◆ Task goal ◆
Filter the listing for lines containing "wall".

◆ Working data ◆
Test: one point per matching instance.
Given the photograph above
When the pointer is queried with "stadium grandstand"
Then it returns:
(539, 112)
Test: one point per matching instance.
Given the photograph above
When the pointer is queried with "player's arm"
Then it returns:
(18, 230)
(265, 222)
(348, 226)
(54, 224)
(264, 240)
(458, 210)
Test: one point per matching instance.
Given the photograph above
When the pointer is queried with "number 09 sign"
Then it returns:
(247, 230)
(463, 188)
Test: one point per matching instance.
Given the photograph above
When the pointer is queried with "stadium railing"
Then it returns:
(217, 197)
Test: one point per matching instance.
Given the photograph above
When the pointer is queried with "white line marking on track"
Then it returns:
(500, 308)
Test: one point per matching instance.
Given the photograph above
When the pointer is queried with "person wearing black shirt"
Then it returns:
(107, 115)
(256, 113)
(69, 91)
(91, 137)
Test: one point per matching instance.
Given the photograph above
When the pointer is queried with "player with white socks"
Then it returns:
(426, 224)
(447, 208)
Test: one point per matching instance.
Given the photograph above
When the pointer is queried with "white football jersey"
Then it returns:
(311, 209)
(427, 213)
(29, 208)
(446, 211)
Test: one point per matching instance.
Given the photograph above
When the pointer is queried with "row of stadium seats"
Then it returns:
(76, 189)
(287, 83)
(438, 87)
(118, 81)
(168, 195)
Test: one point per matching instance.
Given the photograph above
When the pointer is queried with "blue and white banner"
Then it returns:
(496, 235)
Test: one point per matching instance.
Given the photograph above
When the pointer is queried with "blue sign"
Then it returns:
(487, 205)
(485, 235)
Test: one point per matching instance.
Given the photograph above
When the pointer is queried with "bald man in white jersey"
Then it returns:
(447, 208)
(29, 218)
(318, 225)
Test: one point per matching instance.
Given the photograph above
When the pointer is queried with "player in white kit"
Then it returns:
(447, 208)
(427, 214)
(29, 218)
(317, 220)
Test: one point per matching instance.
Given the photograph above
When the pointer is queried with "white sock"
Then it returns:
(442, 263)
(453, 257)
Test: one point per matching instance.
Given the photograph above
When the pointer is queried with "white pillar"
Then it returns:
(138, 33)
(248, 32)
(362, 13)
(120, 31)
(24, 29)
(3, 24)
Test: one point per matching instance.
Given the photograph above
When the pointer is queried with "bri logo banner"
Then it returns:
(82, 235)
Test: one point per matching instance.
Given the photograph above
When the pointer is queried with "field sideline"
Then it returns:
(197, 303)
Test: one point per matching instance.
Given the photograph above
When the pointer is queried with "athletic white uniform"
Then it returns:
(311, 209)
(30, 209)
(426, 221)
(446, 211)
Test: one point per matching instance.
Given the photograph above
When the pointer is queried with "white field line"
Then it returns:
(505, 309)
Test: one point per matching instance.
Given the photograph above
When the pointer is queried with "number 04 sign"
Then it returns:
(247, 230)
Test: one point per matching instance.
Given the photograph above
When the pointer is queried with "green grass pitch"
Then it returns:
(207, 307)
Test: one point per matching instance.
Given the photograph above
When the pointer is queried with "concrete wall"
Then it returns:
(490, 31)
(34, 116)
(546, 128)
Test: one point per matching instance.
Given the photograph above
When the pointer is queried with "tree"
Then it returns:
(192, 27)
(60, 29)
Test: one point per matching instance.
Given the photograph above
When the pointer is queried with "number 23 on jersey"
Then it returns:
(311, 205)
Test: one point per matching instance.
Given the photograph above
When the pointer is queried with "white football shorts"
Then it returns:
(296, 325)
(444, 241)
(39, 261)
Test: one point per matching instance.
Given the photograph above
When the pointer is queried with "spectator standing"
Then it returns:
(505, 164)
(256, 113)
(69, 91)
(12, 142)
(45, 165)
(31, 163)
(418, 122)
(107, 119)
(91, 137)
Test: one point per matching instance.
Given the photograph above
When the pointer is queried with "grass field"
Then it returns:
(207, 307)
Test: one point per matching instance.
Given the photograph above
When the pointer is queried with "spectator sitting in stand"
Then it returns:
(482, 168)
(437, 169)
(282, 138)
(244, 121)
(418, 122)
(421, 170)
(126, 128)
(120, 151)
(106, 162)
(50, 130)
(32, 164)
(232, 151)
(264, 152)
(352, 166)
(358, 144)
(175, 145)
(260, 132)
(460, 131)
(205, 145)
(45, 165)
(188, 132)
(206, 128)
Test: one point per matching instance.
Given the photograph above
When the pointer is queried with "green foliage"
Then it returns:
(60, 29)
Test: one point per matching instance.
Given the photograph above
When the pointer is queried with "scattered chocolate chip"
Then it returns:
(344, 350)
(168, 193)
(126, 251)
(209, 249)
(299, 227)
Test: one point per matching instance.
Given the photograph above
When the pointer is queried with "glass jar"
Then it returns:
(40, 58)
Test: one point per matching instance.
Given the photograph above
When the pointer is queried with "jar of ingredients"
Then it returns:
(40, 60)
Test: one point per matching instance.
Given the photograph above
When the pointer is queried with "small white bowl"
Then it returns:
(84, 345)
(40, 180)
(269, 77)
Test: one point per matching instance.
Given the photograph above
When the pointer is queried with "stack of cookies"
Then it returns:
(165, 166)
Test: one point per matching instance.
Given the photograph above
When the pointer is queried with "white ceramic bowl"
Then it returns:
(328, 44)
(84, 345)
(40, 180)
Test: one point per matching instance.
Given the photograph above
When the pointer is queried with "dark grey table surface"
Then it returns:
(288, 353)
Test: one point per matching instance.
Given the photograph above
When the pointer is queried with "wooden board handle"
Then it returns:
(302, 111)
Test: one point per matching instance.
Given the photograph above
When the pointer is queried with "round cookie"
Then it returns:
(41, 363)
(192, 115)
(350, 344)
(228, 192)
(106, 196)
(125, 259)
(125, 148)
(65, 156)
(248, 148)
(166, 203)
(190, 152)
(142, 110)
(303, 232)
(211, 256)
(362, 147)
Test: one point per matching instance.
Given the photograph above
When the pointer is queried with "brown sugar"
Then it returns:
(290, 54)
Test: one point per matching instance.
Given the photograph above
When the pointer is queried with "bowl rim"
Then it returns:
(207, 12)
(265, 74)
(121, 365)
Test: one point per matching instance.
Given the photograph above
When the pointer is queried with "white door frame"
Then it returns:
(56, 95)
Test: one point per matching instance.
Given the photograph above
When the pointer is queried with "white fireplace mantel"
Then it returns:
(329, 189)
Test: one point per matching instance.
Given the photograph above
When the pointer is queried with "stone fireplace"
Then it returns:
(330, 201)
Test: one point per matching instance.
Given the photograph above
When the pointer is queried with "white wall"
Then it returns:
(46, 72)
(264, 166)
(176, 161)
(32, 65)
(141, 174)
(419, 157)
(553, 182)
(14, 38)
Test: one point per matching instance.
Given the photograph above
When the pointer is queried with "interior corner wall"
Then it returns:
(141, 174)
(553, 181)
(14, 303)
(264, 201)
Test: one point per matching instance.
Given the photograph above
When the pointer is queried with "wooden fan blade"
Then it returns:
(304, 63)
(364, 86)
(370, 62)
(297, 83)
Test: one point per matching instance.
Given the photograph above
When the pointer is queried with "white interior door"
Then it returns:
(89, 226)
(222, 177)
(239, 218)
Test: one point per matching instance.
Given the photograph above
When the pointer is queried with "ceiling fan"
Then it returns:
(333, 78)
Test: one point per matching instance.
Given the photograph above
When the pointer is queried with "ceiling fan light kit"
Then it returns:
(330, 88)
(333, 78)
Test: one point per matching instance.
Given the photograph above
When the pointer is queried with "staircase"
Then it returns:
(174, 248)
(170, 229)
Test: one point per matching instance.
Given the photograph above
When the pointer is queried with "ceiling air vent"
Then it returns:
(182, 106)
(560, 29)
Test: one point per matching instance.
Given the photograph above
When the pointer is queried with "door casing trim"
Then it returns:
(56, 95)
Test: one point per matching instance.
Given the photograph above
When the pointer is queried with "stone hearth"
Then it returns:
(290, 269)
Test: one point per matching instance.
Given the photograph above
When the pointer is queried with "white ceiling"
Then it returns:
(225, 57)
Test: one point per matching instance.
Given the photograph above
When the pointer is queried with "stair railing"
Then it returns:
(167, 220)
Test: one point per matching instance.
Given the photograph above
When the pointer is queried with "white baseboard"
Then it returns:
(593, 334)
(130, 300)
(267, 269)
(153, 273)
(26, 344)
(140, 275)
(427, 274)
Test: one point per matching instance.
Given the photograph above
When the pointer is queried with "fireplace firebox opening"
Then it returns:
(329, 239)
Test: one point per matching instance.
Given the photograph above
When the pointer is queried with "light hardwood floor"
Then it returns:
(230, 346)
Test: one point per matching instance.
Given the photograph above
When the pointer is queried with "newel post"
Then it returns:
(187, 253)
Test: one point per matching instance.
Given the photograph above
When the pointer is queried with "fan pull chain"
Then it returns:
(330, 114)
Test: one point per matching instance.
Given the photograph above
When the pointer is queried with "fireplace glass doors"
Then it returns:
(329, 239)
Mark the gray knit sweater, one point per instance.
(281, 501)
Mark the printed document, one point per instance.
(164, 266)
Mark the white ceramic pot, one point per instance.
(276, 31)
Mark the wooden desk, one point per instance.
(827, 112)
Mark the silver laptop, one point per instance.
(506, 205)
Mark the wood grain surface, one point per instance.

◆ Finished exercise ◆
When the pointer is queried with "concrete wall"
When the pointer is queried with "white wall"
When the pointer is queried with "interior corner wall"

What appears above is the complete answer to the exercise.